[WHAT THE EXERCISE ASKS]
Return, character for character, the lines from the one containing "negative clicks: (220, 256) (229, 256)" up to and including the final line of the items.

[RECORDS FOR THIS EXERCISE]

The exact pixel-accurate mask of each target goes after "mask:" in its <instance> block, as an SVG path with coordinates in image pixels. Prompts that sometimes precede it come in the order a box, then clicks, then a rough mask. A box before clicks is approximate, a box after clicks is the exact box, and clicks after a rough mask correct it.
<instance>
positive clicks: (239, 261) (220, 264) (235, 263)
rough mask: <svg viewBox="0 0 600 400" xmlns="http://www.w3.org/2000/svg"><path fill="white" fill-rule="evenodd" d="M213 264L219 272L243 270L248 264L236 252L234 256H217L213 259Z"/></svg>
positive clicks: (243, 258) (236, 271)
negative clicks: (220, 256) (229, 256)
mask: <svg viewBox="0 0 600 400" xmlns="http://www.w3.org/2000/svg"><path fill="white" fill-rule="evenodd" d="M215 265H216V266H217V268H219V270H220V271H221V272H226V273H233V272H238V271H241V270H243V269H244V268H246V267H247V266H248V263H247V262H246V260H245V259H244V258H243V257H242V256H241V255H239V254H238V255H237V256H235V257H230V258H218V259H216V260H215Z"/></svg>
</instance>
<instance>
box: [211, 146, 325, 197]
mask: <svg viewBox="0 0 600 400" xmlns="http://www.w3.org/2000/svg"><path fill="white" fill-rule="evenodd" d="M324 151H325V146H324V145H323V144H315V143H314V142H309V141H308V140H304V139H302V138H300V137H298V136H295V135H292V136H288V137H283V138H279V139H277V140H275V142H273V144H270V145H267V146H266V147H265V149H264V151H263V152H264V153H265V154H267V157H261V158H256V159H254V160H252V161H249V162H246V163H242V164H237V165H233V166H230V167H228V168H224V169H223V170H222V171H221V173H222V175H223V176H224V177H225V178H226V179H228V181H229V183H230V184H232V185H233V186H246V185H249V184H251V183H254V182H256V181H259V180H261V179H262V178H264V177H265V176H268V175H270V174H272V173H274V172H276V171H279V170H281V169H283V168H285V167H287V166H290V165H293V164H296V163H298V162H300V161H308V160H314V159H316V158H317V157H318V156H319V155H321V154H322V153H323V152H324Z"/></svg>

[FINISHED EXERCISE]
negative clicks: (220, 256) (229, 256)
mask: <svg viewBox="0 0 600 400" xmlns="http://www.w3.org/2000/svg"><path fill="white" fill-rule="evenodd" d="M215 265H216V266H217V268H219V270H220V271H221V272H226V273H233V272H238V271H241V270H243V269H244V268H246V267H247V266H248V263H247V262H246V260H245V259H244V258H243V257H242V256H241V255H239V254H238V255H237V256H235V257H230V258H218V259H216V260H215Z"/></svg>
</instance>
<instance>
box: [211, 146, 325, 197]
mask: <svg viewBox="0 0 600 400" xmlns="http://www.w3.org/2000/svg"><path fill="white" fill-rule="evenodd" d="M324 151H325V146H324V145H323V144H315V143H314V142H309V141H308V140H304V139H302V138H300V137H298V136H295V135H292V136H288V137H283V138H279V139H277V140H275V142H273V144H270V145H267V146H266V147H265V149H264V151H263V152H264V153H265V154H267V157H261V158H256V159H254V160H252V161H249V162H246V163H242V164H237V165H233V166H230V167H228V168H224V169H223V170H222V171H221V173H222V175H223V176H224V177H225V178H226V179H228V181H229V183H230V184H232V185H233V186H246V185H249V184H251V183H254V182H256V181H259V180H261V179H262V178H264V177H265V176H268V175H270V174H272V173H274V172H276V171H279V170H281V169H283V168H285V167H287V166H290V165H293V164H296V163H298V162H300V161H308V160H314V159H316V158H317V157H318V156H319V155H321V154H322V153H323V152H324Z"/></svg>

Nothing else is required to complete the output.